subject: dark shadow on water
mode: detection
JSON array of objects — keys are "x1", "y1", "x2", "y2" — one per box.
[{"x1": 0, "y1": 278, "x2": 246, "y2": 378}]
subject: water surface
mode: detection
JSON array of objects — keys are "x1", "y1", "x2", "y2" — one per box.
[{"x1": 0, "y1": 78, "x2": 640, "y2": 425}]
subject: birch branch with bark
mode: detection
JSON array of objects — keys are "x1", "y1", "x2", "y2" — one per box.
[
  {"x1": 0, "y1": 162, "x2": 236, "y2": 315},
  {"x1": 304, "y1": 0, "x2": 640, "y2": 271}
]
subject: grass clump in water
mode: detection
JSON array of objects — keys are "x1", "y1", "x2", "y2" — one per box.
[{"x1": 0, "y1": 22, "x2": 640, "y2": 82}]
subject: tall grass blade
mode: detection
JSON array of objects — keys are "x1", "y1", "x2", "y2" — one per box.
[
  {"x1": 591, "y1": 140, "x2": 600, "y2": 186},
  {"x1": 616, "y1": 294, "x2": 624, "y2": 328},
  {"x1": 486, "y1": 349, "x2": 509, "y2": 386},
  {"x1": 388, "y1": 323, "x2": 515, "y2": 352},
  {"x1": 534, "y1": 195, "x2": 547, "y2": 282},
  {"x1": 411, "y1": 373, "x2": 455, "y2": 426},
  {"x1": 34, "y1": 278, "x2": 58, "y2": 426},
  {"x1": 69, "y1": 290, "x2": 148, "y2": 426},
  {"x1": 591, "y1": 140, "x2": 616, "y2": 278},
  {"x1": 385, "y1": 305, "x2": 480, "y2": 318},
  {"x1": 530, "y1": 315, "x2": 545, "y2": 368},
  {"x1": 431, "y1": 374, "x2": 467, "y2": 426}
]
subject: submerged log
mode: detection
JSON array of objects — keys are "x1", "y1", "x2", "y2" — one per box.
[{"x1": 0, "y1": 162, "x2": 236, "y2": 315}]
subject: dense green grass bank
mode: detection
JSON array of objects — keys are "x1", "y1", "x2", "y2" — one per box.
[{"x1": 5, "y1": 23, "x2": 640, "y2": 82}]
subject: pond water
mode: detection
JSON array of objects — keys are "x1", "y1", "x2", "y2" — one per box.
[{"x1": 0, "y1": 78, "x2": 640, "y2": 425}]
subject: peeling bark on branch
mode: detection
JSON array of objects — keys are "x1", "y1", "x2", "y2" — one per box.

---*---

■ OBJECTIVE:
Please return every line above that contains the word "water", treating uppercase and lowercase as different.

■ COMPLETE ANSWER:
subject: dark shadow on water
subject: water surface
subject: grass clump in water
subject: pond water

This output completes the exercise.